WRITTEN REQUEST 1:
Rescale the records from their start up to and including the line with "point(287, 223)": reproduce those lines, requests included, with every point coordinate in the answers multiplied by 2.3 and rounded to a whole number, halves rounding up. Leave the coordinates in the requests and their format samples unchanged, and omit the pictures.

EXCERPT TO READ:
▼▼▼

From Eqs.\eqene, \eqoi\ and \eqti\ the total self energy is given by
\eqn\eqenei{
E(R) = - {8\pi^2 \over 3}G_N D^2 (R^3 - 2\pi^3L^3k) +
16i\pi^2G_NLD^2\sum_{n = 1}^{\infty}{1 \over n}\int_0^c dr \int_0^r dl \ f_n(r,l) .
}
At $R = 2\pi L k$\ $(c = 0)$, we obtain
\eqn\enecr{
E(2\pi L k) = - {8\pi^2 \over 3}G_N D^2 2(\pi L)^3 k (4k^2 - 1) ,
}
and this is pure real. So we find that the spherical body with a critical radius $R=2\pi L k$ is 
gravitationally stable.

▲▲▲

Point annotations for photos
▼▼▼

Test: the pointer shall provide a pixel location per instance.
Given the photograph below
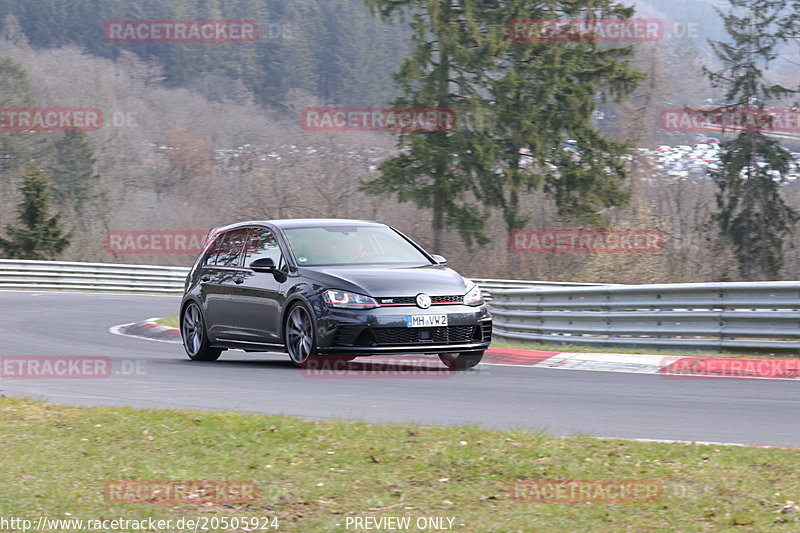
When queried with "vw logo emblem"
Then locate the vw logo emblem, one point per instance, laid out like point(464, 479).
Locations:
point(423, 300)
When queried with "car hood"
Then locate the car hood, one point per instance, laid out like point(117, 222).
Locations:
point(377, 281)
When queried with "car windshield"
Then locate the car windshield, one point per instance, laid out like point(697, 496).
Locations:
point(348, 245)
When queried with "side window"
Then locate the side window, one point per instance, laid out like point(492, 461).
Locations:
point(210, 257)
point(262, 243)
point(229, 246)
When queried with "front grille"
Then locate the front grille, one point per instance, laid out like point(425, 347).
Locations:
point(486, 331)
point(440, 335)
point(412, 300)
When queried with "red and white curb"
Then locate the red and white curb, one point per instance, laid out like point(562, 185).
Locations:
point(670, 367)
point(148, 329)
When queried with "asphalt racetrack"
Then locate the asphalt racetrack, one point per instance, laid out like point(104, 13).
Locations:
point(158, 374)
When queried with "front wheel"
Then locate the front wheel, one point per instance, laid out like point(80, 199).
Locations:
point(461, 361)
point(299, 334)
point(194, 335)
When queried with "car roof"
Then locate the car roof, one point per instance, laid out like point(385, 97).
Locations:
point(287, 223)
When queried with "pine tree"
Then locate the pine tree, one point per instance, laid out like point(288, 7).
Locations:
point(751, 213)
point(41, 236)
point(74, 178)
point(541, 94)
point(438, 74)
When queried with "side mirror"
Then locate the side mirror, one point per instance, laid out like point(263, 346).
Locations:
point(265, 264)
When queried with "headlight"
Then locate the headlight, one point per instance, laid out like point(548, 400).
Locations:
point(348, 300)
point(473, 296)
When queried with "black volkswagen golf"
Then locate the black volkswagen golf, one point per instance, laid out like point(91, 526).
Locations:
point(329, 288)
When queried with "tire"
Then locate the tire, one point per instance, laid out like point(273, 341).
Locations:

▲▲▲

WRITTEN REQUEST 2:
According to the self-energy excerpt, a spherical body of what radius is gravitationally stable?

EXERCISE OUTPUT 1:
Test: the pointer shall provide a pixel location per instance.
Given the photograph below
When queried with "vw logo emblem"
Then locate the vw logo emblem, one point per instance, laid out like point(464, 479).
Locations:
point(973, 690)
When queried with "car hood"
Then locate the car hood, one point per instance, laid out like point(117, 222).
Locations:
point(867, 646)
When queried with "car windshield"
Then locate the car windshield, one point per instance, laid out like point(697, 496).
Locations:
point(800, 564)
When queried with "side window"
Then locate the side window, one point per instance, laid out like point(492, 461).
Locations:
point(483, 591)
point(603, 559)
point(527, 566)
When queried with "front grille"
Then locate the front grille, one point per instance, laid out like point(425, 347).
Locations:
point(1118, 761)
point(1012, 771)
point(948, 690)
When queried with "red and white curb"
Then locate the red and white curb, one point per instance, laid out like point(562, 185).
Locations:
point(1541, 844)
point(340, 757)
When queried with "asphalt racetrack"
Then locate the asphalt racetrack, one point per instance, laid out like point(104, 13).
Locations:
point(363, 860)
When queried with "front wheel"
Then locate the front wheel, one point per instance, laid out like point(80, 199).
Locations:
point(1060, 830)
point(688, 768)
point(446, 771)
When queried with "car roof"
Then locate the car roof, one point per instance, laid out like point(385, 97).
Locations:
point(660, 513)

EXERCISE OUTPUT 2:
A body with the critical radius R = 2πLk.